───── DATASET CONTENT ─────

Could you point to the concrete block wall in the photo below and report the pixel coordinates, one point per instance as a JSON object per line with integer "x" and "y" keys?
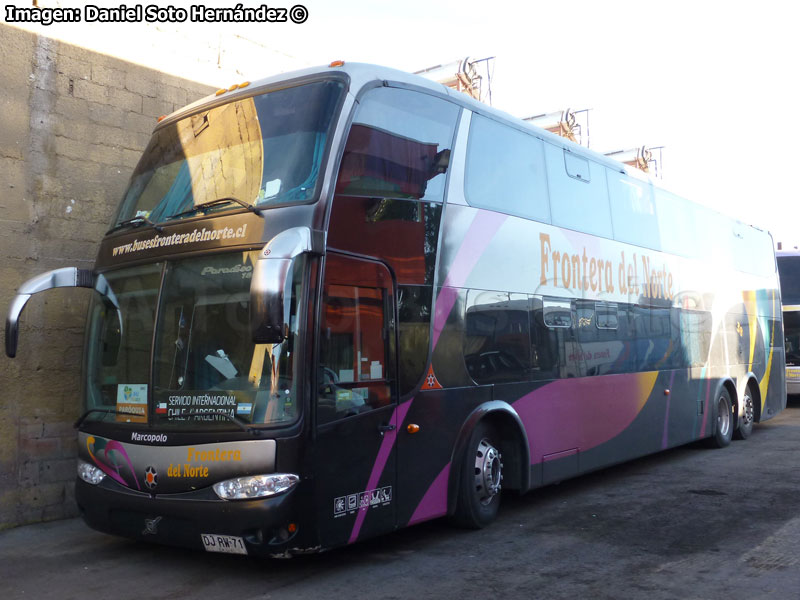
{"x": 72, "y": 126}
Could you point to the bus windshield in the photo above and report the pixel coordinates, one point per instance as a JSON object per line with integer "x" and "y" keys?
{"x": 262, "y": 150}
{"x": 205, "y": 370}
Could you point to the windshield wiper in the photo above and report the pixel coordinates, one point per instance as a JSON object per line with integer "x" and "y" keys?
{"x": 136, "y": 222}
{"x": 82, "y": 418}
{"x": 243, "y": 425}
{"x": 206, "y": 206}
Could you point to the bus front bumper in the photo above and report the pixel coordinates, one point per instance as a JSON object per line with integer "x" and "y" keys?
{"x": 266, "y": 526}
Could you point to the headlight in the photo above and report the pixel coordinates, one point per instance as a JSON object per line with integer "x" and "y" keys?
{"x": 255, "y": 486}
{"x": 90, "y": 473}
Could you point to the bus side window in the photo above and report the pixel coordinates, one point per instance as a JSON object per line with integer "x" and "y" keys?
{"x": 414, "y": 318}
{"x": 399, "y": 146}
{"x": 546, "y": 342}
{"x": 579, "y": 203}
{"x": 497, "y": 344}
{"x": 505, "y": 170}
{"x": 356, "y": 349}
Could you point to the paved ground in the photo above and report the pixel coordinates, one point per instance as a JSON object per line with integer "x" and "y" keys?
{"x": 688, "y": 523}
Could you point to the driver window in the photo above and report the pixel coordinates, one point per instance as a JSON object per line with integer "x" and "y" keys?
{"x": 356, "y": 350}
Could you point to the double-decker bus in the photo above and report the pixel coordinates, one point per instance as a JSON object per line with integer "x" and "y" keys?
{"x": 346, "y": 300}
{"x": 789, "y": 272}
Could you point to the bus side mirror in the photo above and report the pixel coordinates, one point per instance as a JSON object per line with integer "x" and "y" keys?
{"x": 271, "y": 285}
{"x": 64, "y": 277}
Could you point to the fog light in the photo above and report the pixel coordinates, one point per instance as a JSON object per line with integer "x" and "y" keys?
{"x": 90, "y": 473}
{"x": 255, "y": 486}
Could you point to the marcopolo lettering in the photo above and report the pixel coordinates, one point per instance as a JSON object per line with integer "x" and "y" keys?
{"x": 149, "y": 437}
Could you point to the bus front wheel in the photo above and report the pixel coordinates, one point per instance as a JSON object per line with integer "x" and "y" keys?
{"x": 481, "y": 480}
{"x": 723, "y": 413}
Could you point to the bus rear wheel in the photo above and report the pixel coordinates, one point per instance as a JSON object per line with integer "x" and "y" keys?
{"x": 481, "y": 480}
{"x": 723, "y": 411}
{"x": 748, "y": 417}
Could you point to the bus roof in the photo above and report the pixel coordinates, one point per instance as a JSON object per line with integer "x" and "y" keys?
{"x": 361, "y": 74}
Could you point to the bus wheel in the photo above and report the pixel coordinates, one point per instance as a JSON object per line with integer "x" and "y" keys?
{"x": 723, "y": 432}
{"x": 481, "y": 477}
{"x": 748, "y": 416}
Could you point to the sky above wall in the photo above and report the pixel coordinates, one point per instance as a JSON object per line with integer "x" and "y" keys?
{"x": 713, "y": 82}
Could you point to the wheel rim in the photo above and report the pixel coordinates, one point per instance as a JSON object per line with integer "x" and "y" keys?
{"x": 488, "y": 472}
{"x": 747, "y": 417}
{"x": 723, "y": 417}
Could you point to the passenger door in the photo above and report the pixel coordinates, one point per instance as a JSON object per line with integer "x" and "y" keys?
{"x": 356, "y": 398}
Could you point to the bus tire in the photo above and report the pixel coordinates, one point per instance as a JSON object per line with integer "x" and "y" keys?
{"x": 481, "y": 477}
{"x": 723, "y": 420}
{"x": 745, "y": 427}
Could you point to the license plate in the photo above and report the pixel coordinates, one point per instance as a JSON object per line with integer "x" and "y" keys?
{"x": 227, "y": 544}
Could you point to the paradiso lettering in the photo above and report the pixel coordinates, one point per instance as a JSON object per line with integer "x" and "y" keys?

─────

:: WHAT YOU WILL DO ::
Look above for the line containing "Could you point to the bus front wheel"; copy from it through the last line, exactly, and nothing more.

:: RESPONSE TO THIS EXERCISE ::
Could you point to the bus front wheel in the photo above and report the pixel coordinates, one point per instance as a JSON object per line with integer "x" and "y" keys?
{"x": 481, "y": 480}
{"x": 723, "y": 413}
Could you point to the bus rear wheel in the photo above and report the pixel coordinates, one point per instance as a JSON object per line with integer "x" and "y" keys?
{"x": 481, "y": 480}
{"x": 723, "y": 411}
{"x": 748, "y": 417}
Could you point to the bus roof in the photo above and report the pixel coordinates, one point per instance as a JSON object per line with integer "x" and "y" keys?
{"x": 361, "y": 74}
Could you point to the bus wheel in the photo above and report the pixel coordinates, one point per instance as a JSON object per line with integer "x" and "y" keys?
{"x": 723, "y": 432}
{"x": 481, "y": 477}
{"x": 748, "y": 416}
Could you point to the sky above wall in the photo above and report the pixel coordinates, one point per instance as a JSON object per line with integer "x" and "y" keys?
{"x": 713, "y": 82}
Could you point to the wheel rim in the photo above and report the pixel coordinates, one point per instance as a JSON object per line with integer "x" and "y" keys?
{"x": 488, "y": 472}
{"x": 747, "y": 417}
{"x": 723, "y": 417}
Could you point to the passenger door in the photo above and report the pixel coordinates, one point per instance as a JSON object per line with integer "x" and "y" keys?
{"x": 356, "y": 398}
Could you point to the bus tire in the photo above and report the pixel coordinates, one point per instance as a JSON object per line with integer "x" and "y" keys?
{"x": 481, "y": 477}
{"x": 723, "y": 420}
{"x": 745, "y": 427}
Could you point to the license plate in the photo above and report the pixel coordinates, one point per instance as a JSON object per line with integer "x" and "y" keys?
{"x": 227, "y": 544}
Could you point to the paradiso lettering in the photo above and report the pixel coordinates, one point per instance as a JSON object per line with integer "x" and "y" keys?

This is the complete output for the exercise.